● **Esercizio A**: Trascrivi dal brano sul gioco del Napoli tutto il testo che va da "El Kaddouri parte" fino a "rinunciato al rombo?".

─── Brano estratto ───

El Kaddouri parte dalla posizione di ala destra per stringere in mezzo, in posizione di trequartista. Il pallone passa dai suoi piedi e viene girato su Allan e Hamsik, aggirando l’ostacolo delle marcature dei due interni veronesi. Chi diceva che Sarri aveva rinunciato al rombo?
Il rombo è scomparso sulla carta, ma non nel gioco: sia che si sviluppi l’azione sulle fasce o in zona centrale, il Napoli cerca sempre di portare quattro uomini in zona palla. Un lavoro faticoso per gli interpreti, ma fruttuoso per la generazione di quella superiorità numerica che permette di avere la meglio nel palleggio. Un terzino prova sempre ad accompagnare la manovra offensiva, solo quando l’azione si sviluppa troppo velocemente l’ampiezza è data dal movimento ad allargarsi dell’interno di centrocampo. In entrambi i casi al difensore resta l’onere della scelta: stringere in mezzo per seguire il contromovimento dell’ala o restare largo sull’interno? Il Napoli è una squadra contro la quale è complesso difendere, perché attacca contemporaneamente in profondità e in ampiezza.

─── Dati forniti ───

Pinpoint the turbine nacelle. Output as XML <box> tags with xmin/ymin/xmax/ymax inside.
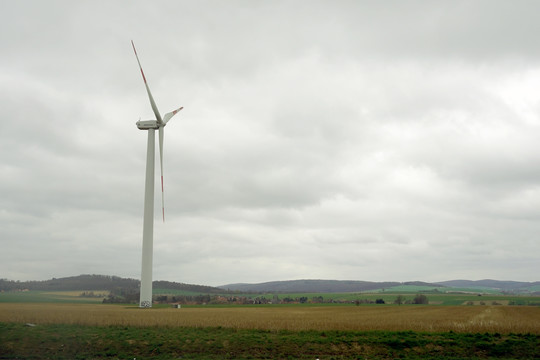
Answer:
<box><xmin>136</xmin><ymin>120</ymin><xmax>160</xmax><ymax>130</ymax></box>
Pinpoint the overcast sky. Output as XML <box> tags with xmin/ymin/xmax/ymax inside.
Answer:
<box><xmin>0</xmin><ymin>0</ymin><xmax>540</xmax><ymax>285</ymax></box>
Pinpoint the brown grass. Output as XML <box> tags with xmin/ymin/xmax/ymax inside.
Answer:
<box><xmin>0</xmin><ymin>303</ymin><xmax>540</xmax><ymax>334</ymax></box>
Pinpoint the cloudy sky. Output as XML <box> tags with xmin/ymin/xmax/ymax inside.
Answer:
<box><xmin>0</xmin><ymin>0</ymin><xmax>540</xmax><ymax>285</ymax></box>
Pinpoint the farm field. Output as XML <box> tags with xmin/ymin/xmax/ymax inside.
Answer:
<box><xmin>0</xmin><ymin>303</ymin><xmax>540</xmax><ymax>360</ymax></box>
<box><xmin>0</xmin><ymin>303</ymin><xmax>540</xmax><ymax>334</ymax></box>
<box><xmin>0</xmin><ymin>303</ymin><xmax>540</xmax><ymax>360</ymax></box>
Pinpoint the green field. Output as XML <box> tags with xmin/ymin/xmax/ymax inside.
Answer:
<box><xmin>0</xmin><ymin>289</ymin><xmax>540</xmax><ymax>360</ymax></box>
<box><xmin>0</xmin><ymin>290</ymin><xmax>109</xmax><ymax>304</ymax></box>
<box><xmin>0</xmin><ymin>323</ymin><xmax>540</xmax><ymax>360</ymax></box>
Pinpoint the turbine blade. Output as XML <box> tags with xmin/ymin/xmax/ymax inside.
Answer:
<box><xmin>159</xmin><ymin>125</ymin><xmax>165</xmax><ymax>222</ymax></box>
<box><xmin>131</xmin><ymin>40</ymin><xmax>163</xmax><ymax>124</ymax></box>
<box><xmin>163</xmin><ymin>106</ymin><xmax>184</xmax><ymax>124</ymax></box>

───

● **Esercizio B**: Disponi in un elenco JSON di stringhe, una per riga e tralasciando le righe vuote, i record che vanno dalla riga contenente "Pinpoint the turbine blade." fino alla fine dei record, estremi inclusi.

● **Risposta scritta A**:
El Kaddouri parte dalla posizione di ala destra per stringere in mezzo, in posizione di trequartista. Il pallone passa dai suoi piedi e viene girato su Allan e Hamsik, aggirando l’ostacolo delle marcature dei due interni veronesi. Chi diceva che Sarri aveva rinunciato al rombo?

● **Risposta scritta B**:
[
  "Pinpoint the turbine blade. Output as XML <box> tags with xmin/ymin/xmax/ymax inside.",
  "Answer:",
  "<box><xmin>159</xmin><ymin>125</ymin><xmax>165</xmax><ymax>222</ymax></box>",
  "<box><xmin>131</xmin><ymin>40</ymin><xmax>163</xmax><ymax>124</ymax></box>",
  "<box><xmin>163</xmin><ymin>106</ymin><xmax>184</xmax><ymax>124</ymax></box>"
]